WHAT YOU WILL DO:
Can you retype every one of the lines below, character for character, without changing anything?
## begin RECORD LIST
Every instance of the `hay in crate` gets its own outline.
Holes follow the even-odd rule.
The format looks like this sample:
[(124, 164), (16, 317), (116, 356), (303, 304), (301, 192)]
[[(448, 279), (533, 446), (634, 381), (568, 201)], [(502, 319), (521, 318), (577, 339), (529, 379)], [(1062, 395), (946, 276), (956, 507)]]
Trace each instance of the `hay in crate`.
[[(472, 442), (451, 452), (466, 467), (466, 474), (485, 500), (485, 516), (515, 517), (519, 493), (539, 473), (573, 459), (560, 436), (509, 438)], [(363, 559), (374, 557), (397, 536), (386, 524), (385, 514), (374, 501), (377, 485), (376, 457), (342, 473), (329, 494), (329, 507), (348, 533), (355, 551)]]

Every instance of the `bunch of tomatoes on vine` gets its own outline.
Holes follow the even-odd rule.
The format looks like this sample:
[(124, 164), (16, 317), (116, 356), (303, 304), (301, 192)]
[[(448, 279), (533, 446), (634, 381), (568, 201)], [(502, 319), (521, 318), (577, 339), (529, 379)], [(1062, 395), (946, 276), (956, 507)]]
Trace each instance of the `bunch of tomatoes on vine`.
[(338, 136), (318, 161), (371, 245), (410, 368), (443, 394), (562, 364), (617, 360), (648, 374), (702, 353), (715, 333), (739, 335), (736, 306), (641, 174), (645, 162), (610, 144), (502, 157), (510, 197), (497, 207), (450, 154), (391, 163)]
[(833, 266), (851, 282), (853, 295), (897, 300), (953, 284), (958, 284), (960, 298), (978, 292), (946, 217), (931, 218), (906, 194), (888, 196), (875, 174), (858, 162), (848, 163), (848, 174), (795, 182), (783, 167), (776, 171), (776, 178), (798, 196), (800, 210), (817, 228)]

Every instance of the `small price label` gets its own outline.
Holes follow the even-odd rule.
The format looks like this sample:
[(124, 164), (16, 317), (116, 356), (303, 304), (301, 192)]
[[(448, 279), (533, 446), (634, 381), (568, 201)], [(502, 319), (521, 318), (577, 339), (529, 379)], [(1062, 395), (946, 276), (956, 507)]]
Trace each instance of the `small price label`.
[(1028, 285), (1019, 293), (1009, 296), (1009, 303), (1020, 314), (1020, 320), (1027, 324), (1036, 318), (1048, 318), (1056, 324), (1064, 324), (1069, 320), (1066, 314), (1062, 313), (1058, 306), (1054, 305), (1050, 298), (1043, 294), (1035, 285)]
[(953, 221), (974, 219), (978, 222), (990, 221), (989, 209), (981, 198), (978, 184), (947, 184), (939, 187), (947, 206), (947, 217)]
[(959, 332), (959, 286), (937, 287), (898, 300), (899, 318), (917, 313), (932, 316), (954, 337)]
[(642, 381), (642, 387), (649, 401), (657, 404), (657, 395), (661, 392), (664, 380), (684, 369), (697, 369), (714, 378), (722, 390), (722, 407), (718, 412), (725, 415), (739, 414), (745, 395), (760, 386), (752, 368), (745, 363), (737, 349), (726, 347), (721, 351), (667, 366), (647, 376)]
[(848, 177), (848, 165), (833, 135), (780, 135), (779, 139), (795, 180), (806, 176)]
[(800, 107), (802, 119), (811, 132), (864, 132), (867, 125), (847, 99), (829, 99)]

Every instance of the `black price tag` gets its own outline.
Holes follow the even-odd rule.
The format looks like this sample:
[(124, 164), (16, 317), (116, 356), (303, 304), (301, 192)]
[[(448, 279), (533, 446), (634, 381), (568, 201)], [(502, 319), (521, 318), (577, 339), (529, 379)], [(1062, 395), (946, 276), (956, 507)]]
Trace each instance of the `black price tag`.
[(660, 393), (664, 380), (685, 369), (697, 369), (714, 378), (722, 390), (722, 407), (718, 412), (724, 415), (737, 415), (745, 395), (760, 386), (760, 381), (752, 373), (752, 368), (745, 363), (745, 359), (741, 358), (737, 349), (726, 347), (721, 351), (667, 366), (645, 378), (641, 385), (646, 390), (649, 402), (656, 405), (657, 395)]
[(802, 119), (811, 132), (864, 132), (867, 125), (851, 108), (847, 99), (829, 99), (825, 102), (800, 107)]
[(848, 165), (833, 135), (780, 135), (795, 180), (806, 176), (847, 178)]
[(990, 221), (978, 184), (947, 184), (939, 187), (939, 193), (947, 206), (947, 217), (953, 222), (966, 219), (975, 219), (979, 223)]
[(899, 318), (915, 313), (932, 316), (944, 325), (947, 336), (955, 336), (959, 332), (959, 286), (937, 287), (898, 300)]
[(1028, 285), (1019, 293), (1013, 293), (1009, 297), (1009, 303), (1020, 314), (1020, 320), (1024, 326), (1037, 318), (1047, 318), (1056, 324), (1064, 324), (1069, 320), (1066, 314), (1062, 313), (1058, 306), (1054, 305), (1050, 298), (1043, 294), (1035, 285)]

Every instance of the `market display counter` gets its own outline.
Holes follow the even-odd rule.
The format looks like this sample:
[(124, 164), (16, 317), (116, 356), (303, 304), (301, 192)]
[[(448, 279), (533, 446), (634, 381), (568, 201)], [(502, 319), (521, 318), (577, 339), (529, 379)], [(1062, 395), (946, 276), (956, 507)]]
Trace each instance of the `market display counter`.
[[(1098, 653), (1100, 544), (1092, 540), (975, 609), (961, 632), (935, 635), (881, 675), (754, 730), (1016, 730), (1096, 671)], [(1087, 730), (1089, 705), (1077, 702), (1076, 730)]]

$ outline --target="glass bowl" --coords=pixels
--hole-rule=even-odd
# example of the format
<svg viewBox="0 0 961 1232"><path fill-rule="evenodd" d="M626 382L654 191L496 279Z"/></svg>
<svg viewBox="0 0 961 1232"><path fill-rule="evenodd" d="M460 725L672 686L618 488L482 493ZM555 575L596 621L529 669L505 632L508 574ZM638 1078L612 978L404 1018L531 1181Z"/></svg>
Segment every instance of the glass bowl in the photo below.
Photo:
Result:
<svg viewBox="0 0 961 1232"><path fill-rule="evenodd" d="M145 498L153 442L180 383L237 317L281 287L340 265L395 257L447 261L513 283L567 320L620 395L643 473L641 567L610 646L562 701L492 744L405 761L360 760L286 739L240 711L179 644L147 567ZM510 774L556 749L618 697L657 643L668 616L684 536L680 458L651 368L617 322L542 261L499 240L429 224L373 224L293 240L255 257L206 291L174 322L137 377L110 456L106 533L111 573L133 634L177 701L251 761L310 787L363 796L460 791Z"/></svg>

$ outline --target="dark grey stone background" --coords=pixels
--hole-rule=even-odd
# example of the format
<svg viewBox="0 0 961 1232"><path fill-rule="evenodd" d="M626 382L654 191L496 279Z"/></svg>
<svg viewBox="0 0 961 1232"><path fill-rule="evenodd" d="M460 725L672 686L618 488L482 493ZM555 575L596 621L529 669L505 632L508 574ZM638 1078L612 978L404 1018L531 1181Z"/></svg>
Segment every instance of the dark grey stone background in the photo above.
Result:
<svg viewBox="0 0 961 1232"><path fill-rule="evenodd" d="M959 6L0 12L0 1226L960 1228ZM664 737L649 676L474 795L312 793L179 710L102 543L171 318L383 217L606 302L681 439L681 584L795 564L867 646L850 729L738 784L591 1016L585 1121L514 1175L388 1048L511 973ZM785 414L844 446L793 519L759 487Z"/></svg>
## end RECORD LIST
COMPLETED TASK:
Every instance of the `hay in crate` gets its own outline.
Holes follow the even-odd rule.
The format looks like this sample:
[(124, 164), (16, 317), (116, 356), (303, 304), (301, 192)]
[[(448, 279), (533, 446), (634, 381), (568, 201)], [(502, 319), (521, 318), (577, 339), (529, 379)], [(1062, 395), (946, 276), (956, 507)]]
Trace each instance of the `hay in crate`.
[[(472, 442), (451, 452), (466, 467), (466, 474), (485, 500), (485, 516), (515, 517), (519, 493), (539, 473), (573, 459), (560, 436), (509, 438)], [(363, 559), (374, 557), (397, 536), (386, 524), (385, 514), (374, 501), (377, 485), (376, 457), (342, 473), (329, 494), (329, 507), (348, 533), (355, 551)]]

Every instance of the `bunch of tomatoes on vine` gets its own outline.
Holes follow the even-odd rule.
The format looks like this sample:
[(124, 164), (16, 317), (116, 356), (303, 304), (301, 192)]
[[(448, 279), (533, 446), (634, 381), (568, 201)], [(502, 319), (521, 318), (577, 339), (529, 379)], [(1062, 395), (946, 276), (956, 507)]]
Trace each instance of the `bunch of tomatoes on vine`.
[(338, 136), (318, 161), (371, 245), (410, 368), (443, 394), (562, 364), (617, 360), (648, 374), (702, 353), (715, 333), (739, 335), (736, 306), (641, 174), (645, 162), (610, 144), (502, 157), (510, 197), (497, 207), (450, 154), (391, 163)]
[(833, 266), (851, 282), (853, 295), (897, 300), (953, 284), (958, 284), (960, 298), (978, 292), (946, 217), (931, 218), (906, 194), (888, 196), (875, 174), (858, 162), (848, 163), (848, 174), (795, 182), (783, 167), (776, 171), (776, 178), (798, 196), (800, 210), (817, 228)]

Every instance of the `small price label` gets its own outline.
Holes follow the even-odd rule.
The format looks like this sample:
[(124, 164), (16, 317), (116, 356), (303, 304), (301, 192)]
[[(448, 279), (533, 446), (634, 381), (568, 201)], [(502, 319), (521, 318), (577, 339), (529, 379)], [(1062, 395), (946, 276), (956, 507)]]
Trace each instance of the `small price label`.
[(1028, 285), (1019, 293), (1009, 296), (1009, 303), (1020, 314), (1020, 320), (1027, 324), (1036, 318), (1048, 318), (1056, 324), (1064, 324), (1069, 320), (1066, 314), (1062, 313), (1058, 306), (1054, 305), (1050, 298), (1043, 294), (1035, 285)]
[(953, 221), (974, 219), (978, 222), (990, 221), (989, 209), (981, 198), (978, 184), (947, 184), (939, 187), (947, 206), (947, 217)]
[(959, 332), (959, 286), (937, 287), (898, 300), (899, 318), (917, 313), (932, 316), (954, 337)]
[(642, 381), (642, 387), (649, 401), (657, 404), (657, 395), (661, 392), (664, 380), (684, 369), (697, 369), (714, 378), (722, 390), (722, 407), (718, 412), (725, 415), (739, 414), (745, 395), (760, 386), (752, 368), (745, 363), (737, 349), (726, 347), (721, 351), (667, 366), (647, 376)]
[(848, 177), (848, 165), (833, 135), (780, 135), (779, 139), (795, 180), (806, 176)]
[(800, 107), (802, 119), (811, 132), (864, 132), (867, 125), (847, 99), (829, 99)]

Every instance of the `black price tag` gets its own outline.
Holes follow the even-odd rule.
The format looks like this sample:
[(124, 164), (16, 317), (116, 356), (303, 304), (301, 192)]
[[(448, 279), (533, 446), (634, 381), (568, 201)], [(502, 319), (521, 318), (577, 339), (529, 379)], [(1062, 395), (946, 276), (956, 507)]]
Trace each instance of the `black price tag`.
[(660, 393), (664, 380), (685, 369), (697, 369), (714, 378), (722, 390), (722, 407), (718, 412), (724, 415), (737, 415), (745, 395), (760, 386), (760, 381), (752, 373), (752, 368), (745, 363), (745, 359), (741, 358), (737, 349), (726, 347), (721, 351), (667, 366), (645, 378), (641, 385), (646, 390), (649, 402), (656, 405), (657, 395)]
[(802, 119), (811, 132), (864, 132), (867, 125), (851, 108), (847, 99), (829, 99), (825, 102), (800, 107)]
[(848, 165), (833, 135), (780, 135), (795, 180), (806, 176), (847, 178)]
[(990, 221), (978, 184), (947, 184), (939, 187), (939, 193), (947, 206), (947, 217), (953, 222), (966, 219), (975, 219), (979, 223)]
[(899, 318), (915, 313), (932, 316), (944, 325), (947, 336), (955, 336), (959, 332), (959, 286), (937, 287), (898, 300)]
[(1028, 285), (1019, 293), (1013, 293), (1009, 297), (1009, 303), (1020, 314), (1020, 320), (1024, 326), (1037, 318), (1047, 318), (1056, 324), (1064, 324), (1069, 320), (1066, 314), (1062, 313), (1058, 306), (1054, 305), (1050, 298), (1043, 294), (1035, 285)]

Every instance of the `market display counter` gets its own outline.
Holes follow the even-odd rule.
The format looks like this sample:
[(124, 164), (16, 317), (116, 356), (303, 304), (301, 192)]
[[(448, 279), (533, 446), (634, 381), (568, 201)], [(502, 319), (521, 318), (577, 339), (529, 379)], [(1062, 395), (946, 276), (956, 507)]]
Trace each instance of the `market display counter`.
[[(1098, 653), (1100, 544), (1092, 540), (975, 609), (961, 632), (935, 635), (881, 675), (754, 730), (1016, 730), (1096, 671)], [(1087, 730), (1089, 705), (1077, 702), (1076, 730)]]

$ outline --target="glass bowl" --coords=pixels
--hole-rule=even-odd
# example of the format
<svg viewBox="0 0 961 1232"><path fill-rule="evenodd" d="M626 382L654 191L496 279Z"/></svg>
<svg viewBox="0 0 961 1232"><path fill-rule="evenodd" d="M460 725L672 686L618 488L482 493ZM555 575L596 621L529 669L505 632L508 574ZM638 1078L612 978L404 1018L531 1181Z"/></svg>
Segment every instance of the glass bowl in the photo below.
Photo:
Result:
<svg viewBox="0 0 961 1232"><path fill-rule="evenodd" d="M145 498L153 442L180 383L237 317L281 287L340 265L395 257L447 261L513 283L567 320L620 395L643 473L641 567L610 646L562 701L492 744L405 761L360 760L286 739L240 711L179 644L147 567ZM510 774L556 749L618 697L657 643L668 616L684 536L680 458L651 368L617 322L542 261L499 240L429 224L373 224L293 240L255 257L206 291L174 322L137 377L110 456L106 533L111 573L133 634L177 701L251 761L310 787L363 796L460 791Z"/></svg>

$ outline --target="dark grey stone background" --coords=pixels
--hole-rule=even-odd
# example of the format
<svg viewBox="0 0 961 1232"><path fill-rule="evenodd" d="M626 382L654 191L496 279Z"/></svg>
<svg viewBox="0 0 961 1232"><path fill-rule="evenodd" d="M460 725L672 686L618 488L482 493ZM555 575L596 621L529 669L505 632L508 574ZM638 1078L612 978L404 1018L531 1181Z"/></svg>
Segment every instance of the dark grey stone background in the photo above.
Result:
<svg viewBox="0 0 961 1232"><path fill-rule="evenodd" d="M959 6L0 12L0 1226L960 1228ZM664 737L649 676L474 795L312 793L179 710L102 543L171 318L383 217L606 302L681 439L681 584L795 564L867 646L850 729L738 784L591 1016L585 1121L514 1175L388 1048L511 973ZM785 414L844 446L793 519L759 487Z"/></svg>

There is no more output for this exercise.